YOUR TASK:
Copy the full set of lines exactly as given.

DATA ENTRIES:
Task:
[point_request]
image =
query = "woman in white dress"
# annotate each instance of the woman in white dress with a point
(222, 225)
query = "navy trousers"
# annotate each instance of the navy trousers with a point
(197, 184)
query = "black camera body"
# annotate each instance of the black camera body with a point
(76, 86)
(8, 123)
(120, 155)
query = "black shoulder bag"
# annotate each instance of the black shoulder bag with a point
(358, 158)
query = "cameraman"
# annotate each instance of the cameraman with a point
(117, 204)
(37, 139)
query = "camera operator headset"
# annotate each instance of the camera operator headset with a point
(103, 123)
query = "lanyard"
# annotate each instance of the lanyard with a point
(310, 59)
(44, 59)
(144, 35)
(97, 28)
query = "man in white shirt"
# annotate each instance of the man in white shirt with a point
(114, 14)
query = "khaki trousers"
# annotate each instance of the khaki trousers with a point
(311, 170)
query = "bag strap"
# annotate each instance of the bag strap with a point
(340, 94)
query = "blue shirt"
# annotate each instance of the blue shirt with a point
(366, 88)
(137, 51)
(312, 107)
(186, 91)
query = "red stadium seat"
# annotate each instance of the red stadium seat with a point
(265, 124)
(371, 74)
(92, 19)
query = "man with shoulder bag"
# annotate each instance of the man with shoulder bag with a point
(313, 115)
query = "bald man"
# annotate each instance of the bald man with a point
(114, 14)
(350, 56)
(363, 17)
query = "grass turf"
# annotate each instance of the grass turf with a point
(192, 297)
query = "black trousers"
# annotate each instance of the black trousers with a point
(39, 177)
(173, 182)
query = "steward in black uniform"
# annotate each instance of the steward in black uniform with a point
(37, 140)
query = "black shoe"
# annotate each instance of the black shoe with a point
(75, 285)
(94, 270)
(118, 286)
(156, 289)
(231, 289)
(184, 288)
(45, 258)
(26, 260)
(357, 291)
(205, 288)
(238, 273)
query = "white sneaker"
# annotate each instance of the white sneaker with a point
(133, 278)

REPLY:
Task:
[point_request]
image =
query = "woman in white dress"
# annotate each instance of the woman in white dress with a point
(222, 225)
query = "navy trousers"
# annotate each instance of the navy trousers with a point
(197, 184)
query = "black camera body"
# annotate each instance of the black camera body with a point
(76, 86)
(8, 123)
(120, 155)
query = "black shoulder bag"
# annotate each instance of the black shoulder bag with a point
(358, 158)
query = "cameraman"
# annotate each instance of the cameraman with a point
(117, 204)
(37, 139)
query = "camera operator headset"
# annotate each instance of the camera operator headset with a point
(103, 123)
query = "lanyard"
# annotate each instance of the lanyard with a point
(310, 59)
(44, 59)
(144, 35)
(97, 28)
query = "man in white shirt"
# annotate each instance of the man in white shirt with a point
(114, 14)
query = "khaki trousers"
# annotate each instance of the khaki trousers with a point
(311, 170)
query = "bag strap"
# annotate each instance of the bag strap with a point
(340, 94)
query = "blue shirt"
# annotate each instance of the blue shirt with a point
(366, 88)
(137, 51)
(312, 107)
(186, 91)
query = "red stadium seat"
# annotate each instance of the red stadium seat with a point
(265, 124)
(371, 74)
(92, 19)
query = "man with shoulder bag"
# annotate each instance of the man with shoulder bag with a point
(313, 115)
query = "bald man"
# annotate each instance of the bald man with a point
(114, 14)
(350, 56)
(363, 17)
query = "grass turf"
# annotate each instance of the grass turf with a point
(192, 297)
query = "black trousers"
# annotate each instance of the black trousers with a point
(39, 177)
(173, 182)
query = "steward in black uniform"
# annotate each instance of the steward in black uniform with a point
(37, 140)
query = "black shoe"
# annotate each instance of the black shoe with a point
(75, 285)
(94, 270)
(118, 286)
(156, 289)
(231, 289)
(184, 288)
(45, 258)
(26, 260)
(357, 291)
(205, 288)
(238, 273)
query = "white sneaker"
# annotate each instance of the white sneaker with a point
(133, 278)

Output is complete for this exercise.